- _CONSEGNA_: Scrivi il seguito del testo sul convento di San Giovanni a Müstair, riprendendo subito dopo la sua ultima frase.

- _TESTO_:
╔══

Un convento vivo Stiftung Pro Kloster St. Johann in Müstair

Da oltre 1200 anni, il convento di San Giovanni a Müstair custodisce tesori artistici di inestimabile valore. Ma cosa sarebbe questo monastero – patrimonio dell'Unesco dal 1983 – senza le persone che lo abitano? Uno sguardo tra le mura della clausura benedettina, una piccola società nella comunità mondiale.

La sveglia suona sempre all’alba per le dodici suore del convento di Müstair. Segna l’inizio di una giornata come tante, rigorosa nella sua semplicità. Ogni giorno, da oltre 1200 anni, queste mura sono testimoni di una vita scandita secondo l’antica formula “Ora et Labora”, prega e lavora, dettata dalla regola di San Benedetto da Norcia.

Lontano da tentazioni e occhi indiscreti, queste donne hanno scelto proprio il monastero di San Giovanni, patrimonio dell’Unesco dal 1983, quale rifugio per la vita. Una scelta all’insegna della devozione e della rinuncia a sé stessi, un modo diverso – a volte incomprensibile – di servire il proprio Dio.

La clausura è il filo conduttore che ha accompagnato gli abitanti del convento grigionese fin dalla sua fondazione nell’VIII secolo, durante il regno di Carlo Magno. Affidato inizialmente ai frati benedettini, con l’intento di consolidare la cristianità e promuovere la rinascita delle arti e della cultura, il complesso venne abbandonato e in seguito abitato da un gruppo di monache.

La storia del convento di Müstair è dunque indissociabile da quella delle anime che l’hanno custodito. Ed è proprio grazie ad alcune badesse intraprendenti che questo patrimonio mondiale è giunto intatto sino a noi.

╚══

- _RIGHE DI DATI_:
╔══

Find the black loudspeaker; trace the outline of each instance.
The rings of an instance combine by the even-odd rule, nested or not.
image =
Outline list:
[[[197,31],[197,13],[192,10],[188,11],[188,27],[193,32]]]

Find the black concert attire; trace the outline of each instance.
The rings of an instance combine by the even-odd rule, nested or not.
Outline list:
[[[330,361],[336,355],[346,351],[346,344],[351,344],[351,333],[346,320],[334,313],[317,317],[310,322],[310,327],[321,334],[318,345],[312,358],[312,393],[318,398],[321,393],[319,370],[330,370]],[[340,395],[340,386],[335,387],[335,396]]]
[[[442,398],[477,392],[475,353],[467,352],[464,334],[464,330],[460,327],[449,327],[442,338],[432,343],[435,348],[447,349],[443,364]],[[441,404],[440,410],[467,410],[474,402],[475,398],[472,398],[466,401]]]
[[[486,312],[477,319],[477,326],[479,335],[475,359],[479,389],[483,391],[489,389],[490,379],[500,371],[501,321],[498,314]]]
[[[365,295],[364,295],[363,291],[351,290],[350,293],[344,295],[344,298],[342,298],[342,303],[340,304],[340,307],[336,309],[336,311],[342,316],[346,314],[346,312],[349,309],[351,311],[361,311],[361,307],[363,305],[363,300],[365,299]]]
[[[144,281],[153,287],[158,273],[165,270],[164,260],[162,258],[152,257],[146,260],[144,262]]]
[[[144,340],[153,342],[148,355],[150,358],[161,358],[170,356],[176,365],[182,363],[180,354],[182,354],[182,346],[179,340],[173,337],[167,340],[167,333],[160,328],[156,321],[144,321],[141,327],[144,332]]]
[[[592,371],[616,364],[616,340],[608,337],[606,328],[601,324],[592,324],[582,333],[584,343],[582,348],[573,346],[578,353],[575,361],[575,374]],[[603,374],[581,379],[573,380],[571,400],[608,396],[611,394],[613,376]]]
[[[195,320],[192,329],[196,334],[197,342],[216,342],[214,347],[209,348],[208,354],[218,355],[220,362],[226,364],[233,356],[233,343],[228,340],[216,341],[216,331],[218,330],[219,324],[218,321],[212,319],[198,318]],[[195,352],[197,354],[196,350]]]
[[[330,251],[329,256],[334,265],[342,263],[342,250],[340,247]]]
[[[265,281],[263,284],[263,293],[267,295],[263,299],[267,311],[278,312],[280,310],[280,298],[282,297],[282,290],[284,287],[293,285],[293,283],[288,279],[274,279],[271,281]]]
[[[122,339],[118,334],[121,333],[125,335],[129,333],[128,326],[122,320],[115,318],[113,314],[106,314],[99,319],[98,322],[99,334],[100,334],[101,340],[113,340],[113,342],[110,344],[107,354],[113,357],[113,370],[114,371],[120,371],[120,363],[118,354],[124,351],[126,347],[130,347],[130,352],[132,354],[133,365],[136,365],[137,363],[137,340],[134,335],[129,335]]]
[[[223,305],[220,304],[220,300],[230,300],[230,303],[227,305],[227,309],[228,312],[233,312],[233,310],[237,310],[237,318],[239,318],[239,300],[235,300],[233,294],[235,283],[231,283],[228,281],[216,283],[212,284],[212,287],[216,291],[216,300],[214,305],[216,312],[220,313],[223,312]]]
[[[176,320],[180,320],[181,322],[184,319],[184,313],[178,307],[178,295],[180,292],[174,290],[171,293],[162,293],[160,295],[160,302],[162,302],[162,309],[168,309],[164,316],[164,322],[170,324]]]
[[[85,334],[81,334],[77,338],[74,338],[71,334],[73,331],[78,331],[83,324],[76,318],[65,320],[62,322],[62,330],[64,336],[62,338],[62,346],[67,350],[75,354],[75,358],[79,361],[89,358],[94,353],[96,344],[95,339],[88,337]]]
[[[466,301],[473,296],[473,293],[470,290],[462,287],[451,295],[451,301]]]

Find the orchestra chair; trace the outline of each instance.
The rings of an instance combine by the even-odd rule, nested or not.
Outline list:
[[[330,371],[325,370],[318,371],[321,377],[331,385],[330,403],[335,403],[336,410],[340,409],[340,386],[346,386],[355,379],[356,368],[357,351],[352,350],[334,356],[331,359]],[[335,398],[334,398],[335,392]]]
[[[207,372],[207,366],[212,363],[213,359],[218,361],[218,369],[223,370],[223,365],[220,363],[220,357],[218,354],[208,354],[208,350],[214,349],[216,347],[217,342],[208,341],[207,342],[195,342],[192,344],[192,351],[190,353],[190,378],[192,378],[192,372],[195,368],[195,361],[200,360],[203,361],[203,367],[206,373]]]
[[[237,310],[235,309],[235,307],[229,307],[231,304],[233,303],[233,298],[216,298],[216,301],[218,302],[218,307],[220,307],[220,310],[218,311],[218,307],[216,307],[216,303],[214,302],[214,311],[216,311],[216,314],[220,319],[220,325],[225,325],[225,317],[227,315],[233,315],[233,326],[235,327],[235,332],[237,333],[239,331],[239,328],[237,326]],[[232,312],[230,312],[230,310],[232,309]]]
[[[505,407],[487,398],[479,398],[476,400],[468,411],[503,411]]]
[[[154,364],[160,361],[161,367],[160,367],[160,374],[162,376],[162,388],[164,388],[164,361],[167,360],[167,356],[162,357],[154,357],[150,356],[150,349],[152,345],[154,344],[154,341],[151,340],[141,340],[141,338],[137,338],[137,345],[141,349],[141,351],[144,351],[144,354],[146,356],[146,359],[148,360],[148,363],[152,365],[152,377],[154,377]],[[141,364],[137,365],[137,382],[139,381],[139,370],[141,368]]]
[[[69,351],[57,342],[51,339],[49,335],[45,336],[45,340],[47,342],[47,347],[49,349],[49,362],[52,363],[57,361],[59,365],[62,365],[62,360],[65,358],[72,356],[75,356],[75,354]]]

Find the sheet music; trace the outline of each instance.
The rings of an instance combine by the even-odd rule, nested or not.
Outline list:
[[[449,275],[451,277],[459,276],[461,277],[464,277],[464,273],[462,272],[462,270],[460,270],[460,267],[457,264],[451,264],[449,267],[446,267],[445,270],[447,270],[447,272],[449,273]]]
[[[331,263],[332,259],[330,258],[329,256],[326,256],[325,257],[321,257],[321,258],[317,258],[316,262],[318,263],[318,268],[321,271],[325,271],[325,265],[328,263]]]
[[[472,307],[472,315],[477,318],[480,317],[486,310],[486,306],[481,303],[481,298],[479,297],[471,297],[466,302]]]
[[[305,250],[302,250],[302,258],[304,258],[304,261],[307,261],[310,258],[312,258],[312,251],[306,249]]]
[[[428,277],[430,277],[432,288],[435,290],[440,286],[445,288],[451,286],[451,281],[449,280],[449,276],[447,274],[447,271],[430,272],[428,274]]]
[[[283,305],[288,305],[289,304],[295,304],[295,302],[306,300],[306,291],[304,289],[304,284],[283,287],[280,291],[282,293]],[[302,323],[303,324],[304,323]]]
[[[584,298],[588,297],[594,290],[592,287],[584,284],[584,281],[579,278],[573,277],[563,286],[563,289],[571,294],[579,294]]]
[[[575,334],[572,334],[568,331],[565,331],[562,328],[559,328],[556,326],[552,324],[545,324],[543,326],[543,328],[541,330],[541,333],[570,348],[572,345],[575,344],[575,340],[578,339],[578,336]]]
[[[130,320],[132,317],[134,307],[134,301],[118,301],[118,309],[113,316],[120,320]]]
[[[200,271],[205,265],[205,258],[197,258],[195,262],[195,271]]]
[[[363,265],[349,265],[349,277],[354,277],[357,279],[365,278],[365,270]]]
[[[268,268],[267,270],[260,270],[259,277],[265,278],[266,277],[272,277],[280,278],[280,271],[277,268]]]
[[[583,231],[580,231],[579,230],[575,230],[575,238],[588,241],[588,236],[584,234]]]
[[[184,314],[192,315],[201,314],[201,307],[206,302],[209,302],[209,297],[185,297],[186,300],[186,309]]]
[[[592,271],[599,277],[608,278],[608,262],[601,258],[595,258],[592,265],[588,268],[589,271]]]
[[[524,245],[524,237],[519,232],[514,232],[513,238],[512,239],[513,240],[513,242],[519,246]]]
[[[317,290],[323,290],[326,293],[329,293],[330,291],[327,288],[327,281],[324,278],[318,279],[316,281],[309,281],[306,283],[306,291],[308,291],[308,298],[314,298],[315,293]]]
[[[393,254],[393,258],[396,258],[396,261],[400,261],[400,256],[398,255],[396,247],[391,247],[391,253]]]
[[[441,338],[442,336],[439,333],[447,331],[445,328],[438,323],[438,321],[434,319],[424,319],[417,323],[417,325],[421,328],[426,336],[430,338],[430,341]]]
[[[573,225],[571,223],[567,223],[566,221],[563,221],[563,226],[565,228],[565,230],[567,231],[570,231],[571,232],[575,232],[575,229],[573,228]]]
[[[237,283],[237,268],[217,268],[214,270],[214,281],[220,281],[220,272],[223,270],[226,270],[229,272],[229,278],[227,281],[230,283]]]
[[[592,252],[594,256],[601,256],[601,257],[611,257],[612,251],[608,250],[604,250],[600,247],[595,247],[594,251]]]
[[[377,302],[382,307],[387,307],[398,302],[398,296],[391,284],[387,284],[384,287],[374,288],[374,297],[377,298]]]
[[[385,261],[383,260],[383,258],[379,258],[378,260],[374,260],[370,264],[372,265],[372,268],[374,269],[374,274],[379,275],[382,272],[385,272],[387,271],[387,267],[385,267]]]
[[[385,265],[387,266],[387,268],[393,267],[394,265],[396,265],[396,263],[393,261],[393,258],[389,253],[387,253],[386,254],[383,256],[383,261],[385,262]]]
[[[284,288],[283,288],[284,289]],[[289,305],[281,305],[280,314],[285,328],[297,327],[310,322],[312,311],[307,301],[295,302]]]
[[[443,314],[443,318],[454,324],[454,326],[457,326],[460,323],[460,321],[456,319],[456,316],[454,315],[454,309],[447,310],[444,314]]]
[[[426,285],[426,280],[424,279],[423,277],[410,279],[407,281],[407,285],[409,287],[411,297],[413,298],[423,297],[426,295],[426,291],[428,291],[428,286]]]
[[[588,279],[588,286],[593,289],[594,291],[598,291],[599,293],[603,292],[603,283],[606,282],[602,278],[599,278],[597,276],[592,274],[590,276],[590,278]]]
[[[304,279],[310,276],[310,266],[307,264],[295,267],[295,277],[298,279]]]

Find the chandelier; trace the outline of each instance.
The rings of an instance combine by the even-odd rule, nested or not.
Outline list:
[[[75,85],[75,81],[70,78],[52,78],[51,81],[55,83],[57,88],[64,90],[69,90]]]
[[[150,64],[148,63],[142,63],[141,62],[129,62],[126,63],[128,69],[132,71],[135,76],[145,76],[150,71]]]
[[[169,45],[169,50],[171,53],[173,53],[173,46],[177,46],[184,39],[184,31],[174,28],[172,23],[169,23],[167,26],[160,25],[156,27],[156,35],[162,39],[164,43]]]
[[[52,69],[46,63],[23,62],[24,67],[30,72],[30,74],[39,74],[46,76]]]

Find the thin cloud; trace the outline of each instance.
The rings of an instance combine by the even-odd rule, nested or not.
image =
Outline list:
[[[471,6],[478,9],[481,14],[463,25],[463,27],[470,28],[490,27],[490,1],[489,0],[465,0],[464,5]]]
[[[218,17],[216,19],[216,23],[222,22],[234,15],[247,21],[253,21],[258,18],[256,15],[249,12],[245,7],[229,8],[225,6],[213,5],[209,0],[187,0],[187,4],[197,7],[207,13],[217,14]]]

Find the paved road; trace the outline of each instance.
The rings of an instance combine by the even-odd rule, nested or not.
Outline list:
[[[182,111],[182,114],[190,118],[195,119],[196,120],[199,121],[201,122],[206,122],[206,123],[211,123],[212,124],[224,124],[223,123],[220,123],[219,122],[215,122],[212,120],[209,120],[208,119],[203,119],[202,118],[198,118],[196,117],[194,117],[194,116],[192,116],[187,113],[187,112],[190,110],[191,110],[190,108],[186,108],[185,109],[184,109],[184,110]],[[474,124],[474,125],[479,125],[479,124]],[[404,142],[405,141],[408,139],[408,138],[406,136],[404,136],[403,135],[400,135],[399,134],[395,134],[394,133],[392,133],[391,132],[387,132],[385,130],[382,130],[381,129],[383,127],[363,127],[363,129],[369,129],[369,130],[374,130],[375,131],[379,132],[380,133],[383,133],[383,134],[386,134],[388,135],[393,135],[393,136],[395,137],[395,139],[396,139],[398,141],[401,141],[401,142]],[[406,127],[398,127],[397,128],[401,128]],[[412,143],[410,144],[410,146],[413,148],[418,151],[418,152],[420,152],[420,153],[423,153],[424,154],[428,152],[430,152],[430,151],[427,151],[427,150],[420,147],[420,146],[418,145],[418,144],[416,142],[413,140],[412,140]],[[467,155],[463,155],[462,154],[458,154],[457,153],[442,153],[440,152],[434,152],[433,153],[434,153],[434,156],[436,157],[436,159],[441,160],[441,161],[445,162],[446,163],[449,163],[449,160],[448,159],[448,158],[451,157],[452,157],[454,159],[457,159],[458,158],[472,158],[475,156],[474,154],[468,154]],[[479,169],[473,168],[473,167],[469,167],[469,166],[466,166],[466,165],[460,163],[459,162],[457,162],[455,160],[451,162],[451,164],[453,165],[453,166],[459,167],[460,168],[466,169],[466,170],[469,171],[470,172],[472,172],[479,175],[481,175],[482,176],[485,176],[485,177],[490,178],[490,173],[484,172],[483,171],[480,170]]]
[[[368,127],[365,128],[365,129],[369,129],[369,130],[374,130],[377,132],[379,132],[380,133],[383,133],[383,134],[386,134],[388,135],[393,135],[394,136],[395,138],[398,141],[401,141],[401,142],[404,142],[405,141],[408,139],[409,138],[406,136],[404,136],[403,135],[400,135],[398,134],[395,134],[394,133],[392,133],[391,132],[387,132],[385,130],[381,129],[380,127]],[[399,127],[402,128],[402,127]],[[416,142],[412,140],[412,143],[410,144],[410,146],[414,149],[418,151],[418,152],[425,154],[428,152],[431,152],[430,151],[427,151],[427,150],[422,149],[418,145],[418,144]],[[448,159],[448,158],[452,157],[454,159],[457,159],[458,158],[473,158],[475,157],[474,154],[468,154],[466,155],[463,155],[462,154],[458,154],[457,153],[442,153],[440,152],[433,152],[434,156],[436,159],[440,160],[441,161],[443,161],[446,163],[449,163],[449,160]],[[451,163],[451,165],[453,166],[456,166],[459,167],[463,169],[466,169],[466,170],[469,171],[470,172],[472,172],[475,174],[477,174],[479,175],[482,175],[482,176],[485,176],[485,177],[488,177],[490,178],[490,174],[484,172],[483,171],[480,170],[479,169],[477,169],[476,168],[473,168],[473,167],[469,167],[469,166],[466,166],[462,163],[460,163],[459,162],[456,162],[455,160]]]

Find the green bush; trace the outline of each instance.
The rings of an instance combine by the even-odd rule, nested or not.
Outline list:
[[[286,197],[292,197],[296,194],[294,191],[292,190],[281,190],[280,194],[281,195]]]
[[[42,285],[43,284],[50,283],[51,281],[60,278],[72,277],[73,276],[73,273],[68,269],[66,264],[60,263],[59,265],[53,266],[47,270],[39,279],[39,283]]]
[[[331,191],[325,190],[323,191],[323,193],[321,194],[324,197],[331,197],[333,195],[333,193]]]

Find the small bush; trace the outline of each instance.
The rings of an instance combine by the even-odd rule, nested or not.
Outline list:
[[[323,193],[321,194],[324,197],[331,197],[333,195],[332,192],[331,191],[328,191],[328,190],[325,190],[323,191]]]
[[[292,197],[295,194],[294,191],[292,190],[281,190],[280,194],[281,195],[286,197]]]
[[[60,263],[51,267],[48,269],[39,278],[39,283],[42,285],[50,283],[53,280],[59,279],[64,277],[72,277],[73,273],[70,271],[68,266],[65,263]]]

╚══

- _RISPOSTA_:
Badesse intraprendenti

Nel corso dei secoli, il monastero fu preso di mira a più riprese quale simbolo di potere religioso e politico. L’abbazia venne incendiata nel 1499 dalle truppe asburgiche, reduci dal tentativo di assoggettare la Bassa Engadina e la Val Monastero. «La ricostruzione fu affidata alla badessa Angelina Planta, la cui creatività diede vita all’attuale struttura architettonica della chiesa e delle mura di cinta», racconta Elke Larcher, responsabile delle pubbliche relazioni per la Fondazione Pro Monastero.

«Nel XVI secolo, la badessa Barbara de Castelmur dovette invece fronteggiare la Riforma», spiega Elke Larcher. «Mettendo a disposizione la chiesa dell’abbazia come chiesa parrocchiale, contribuì a mantenere legati gli abitanti di Müstair alla fede cattolica. Tutti gli altri paesi della valle sono infatti protestanti».

L’edificio non fu mai abbattuto completamente, ma restaurato in diverse fasi e secondo gli stili dell’epoca. Le badesse amavano inoltre lasciare un segno tangibile della loro presenza e del potere delle loro famiglie attraverso affreschi e decorazioni. Fu così che le pitture parietali all’interno della chiesa, di epoca carolingia e romanica, furono riportate alla luce soltanto verso la metà degli anni novanta, con grande stupore dei ricercatori e delle stesse suore.

La scoperta degli affreschi e l’avvio di una campagna di restauro segnò un punto di svolta nella vita delle suore di Müstair. Mai prima di allora le porte del convento si erano aperte a degli estranei. Il silenzio e la quiete furono così interrotti dalla presenza di archeologi e restauratori e dal rumore dei loro scalpelli. «Questa convivenza tra religione e scienza permise non soltanto di riportare alla luce le pitture parietali del convento, ma soprattutto di renderle accessibili al pubblico senza violare le regole della clausura benedettina», precisa Elke Larcher.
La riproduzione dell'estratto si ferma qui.